> _EXERCISE AIM_
Write out all the records exactly, and keep any images out.
─── GIVEN INFORMATION
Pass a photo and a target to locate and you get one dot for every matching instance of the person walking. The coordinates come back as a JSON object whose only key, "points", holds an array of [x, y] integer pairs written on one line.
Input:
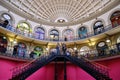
{"points": [[58, 48], [64, 48]]}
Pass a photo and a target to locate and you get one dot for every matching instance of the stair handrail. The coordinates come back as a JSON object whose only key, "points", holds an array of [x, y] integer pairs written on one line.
{"points": [[27, 64]]}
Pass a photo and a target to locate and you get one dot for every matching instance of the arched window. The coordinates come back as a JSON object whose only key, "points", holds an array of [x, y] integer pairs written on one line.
{"points": [[68, 33], [6, 16], [39, 33], [3, 44], [22, 49], [115, 18], [98, 27], [24, 28], [82, 32], [84, 50], [54, 35], [6, 21]]}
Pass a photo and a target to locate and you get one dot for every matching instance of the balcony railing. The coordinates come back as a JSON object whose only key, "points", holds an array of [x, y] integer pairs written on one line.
{"points": [[94, 54], [61, 39]]}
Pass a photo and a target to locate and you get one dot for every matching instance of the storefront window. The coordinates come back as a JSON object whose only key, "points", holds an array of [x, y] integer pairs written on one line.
{"points": [[85, 51], [82, 32], [115, 18], [54, 35], [21, 49], [98, 27], [68, 33], [39, 33], [24, 28]]}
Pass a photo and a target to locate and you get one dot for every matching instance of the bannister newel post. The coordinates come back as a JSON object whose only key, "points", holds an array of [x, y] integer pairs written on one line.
{"points": [[56, 74]]}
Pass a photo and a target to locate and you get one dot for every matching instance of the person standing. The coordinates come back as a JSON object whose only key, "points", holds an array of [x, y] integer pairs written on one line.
{"points": [[64, 48], [58, 48]]}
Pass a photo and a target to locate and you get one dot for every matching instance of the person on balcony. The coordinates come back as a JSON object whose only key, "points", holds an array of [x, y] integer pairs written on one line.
{"points": [[58, 48], [64, 48]]}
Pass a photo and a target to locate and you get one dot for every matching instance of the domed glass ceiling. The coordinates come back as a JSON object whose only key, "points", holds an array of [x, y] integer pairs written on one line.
{"points": [[50, 10]]}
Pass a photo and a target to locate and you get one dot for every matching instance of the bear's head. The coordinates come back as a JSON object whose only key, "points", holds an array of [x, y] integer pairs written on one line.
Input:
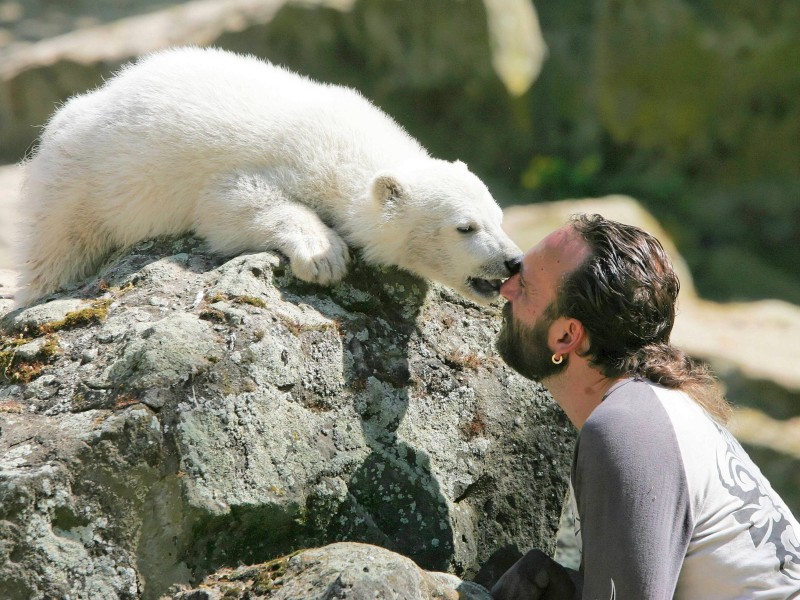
{"points": [[439, 220]]}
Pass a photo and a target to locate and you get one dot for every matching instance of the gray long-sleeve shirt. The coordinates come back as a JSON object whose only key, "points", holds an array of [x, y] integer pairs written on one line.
{"points": [[669, 505]]}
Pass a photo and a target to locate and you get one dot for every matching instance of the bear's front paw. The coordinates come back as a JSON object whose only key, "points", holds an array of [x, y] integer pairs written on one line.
{"points": [[321, 260]]}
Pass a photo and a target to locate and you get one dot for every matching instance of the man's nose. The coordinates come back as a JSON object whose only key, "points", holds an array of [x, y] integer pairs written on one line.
{"points": [[512, 264]]}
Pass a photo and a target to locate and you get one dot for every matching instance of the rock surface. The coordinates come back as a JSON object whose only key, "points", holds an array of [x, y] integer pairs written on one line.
{"points": [[341, 570], [181, 413]]}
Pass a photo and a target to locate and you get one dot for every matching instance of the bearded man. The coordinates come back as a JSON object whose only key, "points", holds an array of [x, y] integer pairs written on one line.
{"points": [[668, 504]]}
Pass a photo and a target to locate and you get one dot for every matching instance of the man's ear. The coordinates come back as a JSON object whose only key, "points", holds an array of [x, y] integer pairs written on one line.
{"points": [[568, 335], [386, 188]]}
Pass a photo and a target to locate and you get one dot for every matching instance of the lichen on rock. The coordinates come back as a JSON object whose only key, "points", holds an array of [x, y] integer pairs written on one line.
{"points": [[222, 413]]}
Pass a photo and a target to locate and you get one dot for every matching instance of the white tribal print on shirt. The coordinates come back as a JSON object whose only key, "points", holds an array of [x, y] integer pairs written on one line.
{"points": [[669, 505]]}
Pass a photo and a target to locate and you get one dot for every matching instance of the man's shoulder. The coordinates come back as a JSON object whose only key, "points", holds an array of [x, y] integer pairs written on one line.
{"points": [[631, 403]]}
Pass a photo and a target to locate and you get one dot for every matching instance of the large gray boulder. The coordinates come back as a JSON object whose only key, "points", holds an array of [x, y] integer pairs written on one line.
{"points": [[341, 570], [183, 413]]}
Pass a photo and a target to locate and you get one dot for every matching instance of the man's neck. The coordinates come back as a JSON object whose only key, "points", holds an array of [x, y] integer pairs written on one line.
{"points": [[579, 390]]}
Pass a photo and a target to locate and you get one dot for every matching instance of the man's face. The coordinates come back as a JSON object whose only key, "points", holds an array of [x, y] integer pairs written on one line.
{"points": [[524, 341], [525, 348]]}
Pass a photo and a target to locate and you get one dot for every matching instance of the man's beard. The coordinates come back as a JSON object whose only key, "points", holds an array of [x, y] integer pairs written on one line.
{"points": [[525, 349]]}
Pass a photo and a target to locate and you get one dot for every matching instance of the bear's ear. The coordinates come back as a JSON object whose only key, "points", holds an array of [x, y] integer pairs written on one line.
{"points": [[386, 188]]}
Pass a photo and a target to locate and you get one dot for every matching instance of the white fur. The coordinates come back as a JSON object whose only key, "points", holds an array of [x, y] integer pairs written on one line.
{"points": [[249, 156]]}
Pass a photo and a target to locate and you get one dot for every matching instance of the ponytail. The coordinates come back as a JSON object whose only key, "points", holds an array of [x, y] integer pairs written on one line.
{"points": [[671, 367]]}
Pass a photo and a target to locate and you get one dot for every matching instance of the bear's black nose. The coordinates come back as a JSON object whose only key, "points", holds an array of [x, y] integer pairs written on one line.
{"points": [[512, 264]]}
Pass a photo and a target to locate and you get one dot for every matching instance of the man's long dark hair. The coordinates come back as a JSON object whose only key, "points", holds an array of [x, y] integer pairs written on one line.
{"points": [[625, 295]]}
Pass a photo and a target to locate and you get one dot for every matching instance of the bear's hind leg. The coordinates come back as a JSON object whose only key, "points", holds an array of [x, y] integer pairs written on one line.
{"points": [[245, 211]]}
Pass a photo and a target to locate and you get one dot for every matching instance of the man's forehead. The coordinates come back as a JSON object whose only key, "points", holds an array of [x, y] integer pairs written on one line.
{"points": [[563, 245]]}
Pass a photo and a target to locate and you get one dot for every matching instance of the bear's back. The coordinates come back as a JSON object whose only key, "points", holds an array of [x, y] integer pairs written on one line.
{"points": [[215, 103]]}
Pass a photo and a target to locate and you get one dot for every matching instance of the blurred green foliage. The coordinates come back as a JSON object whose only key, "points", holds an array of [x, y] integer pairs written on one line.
{"points": [[692, 107]]}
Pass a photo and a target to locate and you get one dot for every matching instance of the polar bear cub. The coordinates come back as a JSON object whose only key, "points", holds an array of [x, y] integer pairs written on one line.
──────
> _EXERCISE ANSWER_
Pass a photo and a target to locate and you get one dot for every matching instance of the person walking. The coordinates come back as a JSON object whose only key, "points", holds an array of [x, y] integer pairs written on one line.
Input:
{"points": [[58, 48], [64, 48]]}
Pass a photo and a target to locate and you get one dot for every matching instance of the stair handrail. The coordinates come back as a JSON object whose only key, "points", holds an array of [x, y] integer pairs written on one line.
{"points": [[27, 64]]}
Pass a photo and a target to locate and you get one dot for every matching instance of the arched window. The coordinates come back as a JSON object whose only key, "points", holds an array of [x, y] integer pairs written on one line.
{"points": [[68, 33], [6, 16], [39, 33], [3, 44], [22, 49], [115, 18], [98, 27], [24, 28], [82, 32], [84, 50], [54, 35], [6, 21]]}
Pass a photo and a target to locate and you get one dot for every matching instance of the balcony railing. The coordinates come back as a JSON object whose only key, "points", holds an array of [x, y] integer pairs written on one line.
{"points": [[94, 54], [61, 39]]}
Pass a photo and a target to locate and you get one dot for every matching instance of the storefront window. The coordinates come back as a JSON object whose only key, "points", holds an array of [x, y] integer pairs written on one line.
{"points": [[85, 51], [82, 32], [115, 18], [54, 35], [21, 49], [98, 27], [68, 33], [39, 33], [24, 28]]}
Pass a photo and a target to locate and you get one dot for every matching instance of the bannister newel post. The coordinates come back as a JSON object whose only key, "points", holds an array of [x, y] integer pairs written on one line.
{"points": [[56, 74]]}
Pass a photo and a target to locate and you get one dot for every matching instance of the person standing. The coordinates come back as a JSON object whose only key, "points", holds an array of [x, y] integer pairs written on one line.
{"points": [[64, 48], [58, 48]]}
Pass a photo and a target to locate and you get one dot for every matching instance of the person on balcony. The coordinates come back as a JSON object whose only key, "points", holds an array of [x, y] integer pairs written on one line.
{"points": [[58, 48], [64, 48]]}
Pass a photo and a target to locate and you get one dot for every matching instance of the domed glass ceiling. The coordinates come back as a JSON object whose only key, "points", holds an array of [x, y] integer pairs written on one line.
{"points": [[50, 10]]}
Pass a photo and a target to locate and you get one dot for every matching instance of the bear's head. The coordinates come back as a JSON object whose only key, "points", holds an array of [x, y] integer pairs written on one line.
Input:
{"points": [[439, 220]]}
Pass a photo and a target to locate and you get one dot for every matching instance of the gray long-sleeve shirt. The coordinates come back as a JSON object whose only key, "points", holds an array of [x, y] integer pairs written on one line.
{"points": [[669, 505]]}
Pass a photo and a target to locate and you get one dot for every matching instance of the bear's front paw. The coordinates come back as a JSON object whose only key, "points", holds an array of [x, y] integer pairs written on one line.
{"points": [[321, 260]]}
Pass a photo and a target to locate and you get one dot for every matching instance of the man's nose. The coordinates come back as a JSON object whose only key, "points", holds an array of [x, y] integer pairs written on one line.
{"points": [[512, 264]]}
Pass a photo and a target to locate and you get one dot for every matching instance of the rock surface. The coordinates come back as a JSON object whose only key, "points", holds an array of [x, y] integer pairs written on one line.
{"points": [[341, 570], [181, 413]]}
Pass a photo and a target to locate and you get one dot for every matching instance of the bearded man. The coordinates come back as a JSON object whose only key, "points", holds an array of [x, y] integer pairs written on one line.
{"points": [[668, 504]]}
Pass a photo and a target to locate and you get one dot for every matching instance of the man's ear. The coordinates come back as a JSON object whose only key, "points", holds an array of [x, y] integer pairs written on one line.
{"points": [[568, 335], [386, 188]]}
Pass a photo and a target to locate and you get one dot for every matching instance of the lichen on rock. The coordinates come back as a JSON object whose only key, "points", holds an array of [x, y] integer pairs written on one line.
{"points": [[222, 413]]}
Pass a photo and a target to locate and you get one dot for every matching instance of the white tribal print on shirt. The coordinates come back as a JSON object whose only key, "points", holds an array of [x, y] integer pairs written on one line.
{"points": [[669, 505]]}
Pass a photo and a target to locate and you get one dot for every matching instance of the man's shoulder. The coordinates come back as a JSON object whose only key, "points", holds an array of [x, y] integer pairs written on one line.
{"points": [[631, 403]]}
Pass a photo and a target to locate and you get one dot for every matching instance of the large gray boulder. The coordinates come back as a JSON object whose only key, "points", holds an array of [x, y] integer pairs written on one line.
{"points": [[341, 570], [183, 413]]}
Pass a photo and a target to locate and you get one dot for every matching instance of the man's neck. The coordinates come back as a JSON object whose only key, "points", holds an array of [x, y] integer pairs written on one line.
{"points": [[579, 390]]}
Pass a photo and a target to locate and you get one dot for every matching instance of the man's face. The coordinates come back as a JSON object whose only key, "points", holds an array of [x, y] integer pairs written on one line.
{"points": [[524, 341], [525, 348]]}
Pass a photo and a target to locate and you get one dot for every matching instance of the man's beard. The coordinates come back as a JSON object whose only key, "points", holds an array of [x, y] integer pairs written on one line.
{"points": [[525, 349]]}
Pass a photo and a target to locate and you get one dot for every matching instance of the bear's ear. The coordinates come back as a JSON object whose only key, "points", holds an array of [x, y] integer pairs written on one line.
{"points": [[386, 188]]}
Pass a photo and a target to locate and you get one dot for every matching instance of the white fur. The coordinates come back as a JSON object whose only key, "points", holds an array of [x, y] integer pairs written on one line.
{"points": [[249, 156]]}
Pass a photo and a target to locate and you get one dot for every matching instance of the ponytail. The coordinates come back as a JSON object whose only key, "points", holds an array of [x, y] integer pairs written on one line.
{"points": [[671, 367]]}
Pass a photo and a target to locate and you get one dot for every matching instance of the bear's black nose. The coordinates come back as a JSON object whose only key, "points", holds an array of [x, y] integer pairs written on one line.
{"points": [[512, 264]]}
Pass a photo and a target to locate and you get one dot for every matching instance of the man's long dark hair. The coordinates come back as a JSON object whose only key, "points", holds an array of [x, y] integer pairs written on one line.
{"points": [[625, 295]]}
Pass a photo and a target to locate and you get one dot for every matching instance of the bear's hind leg. The coordinates come back as a JSON object whose only key, "points", holds an array of [x, y] integer pairs written on one line.
{"points": [[245, 211]]}
Pass a photo and a target to locate and you get one dot for every matching instance of the man's forehead. The coordinates come back as a JSON object whose only key, "points", holds an array of [x, y] integer pairs written on one line.
{"points": [[563, 245]]}
Pass a photo and a target to locate and you get one dot for every matching instance of the bear's back. The coordinates come back as a JSON object whose only key, "points", holds an array of [x, y] integer pairs written on one line.
{"points": [[215, 103]]}
Pass a photo and a target to locate and you get one dot for every matching instance of the blurred green foliage. The coordinates come back as a JSON object whose only key, "points", holds an array of [x, y] integer pairs written on one line.
{"points": [[692, 107]]}
Pass a photo and a target to locate and you get one dot for every matching instance of the polar bear cub. The coordinates come back as a JSON object whose only key, "points", holds an array of [x, y] integer pairs written on one line.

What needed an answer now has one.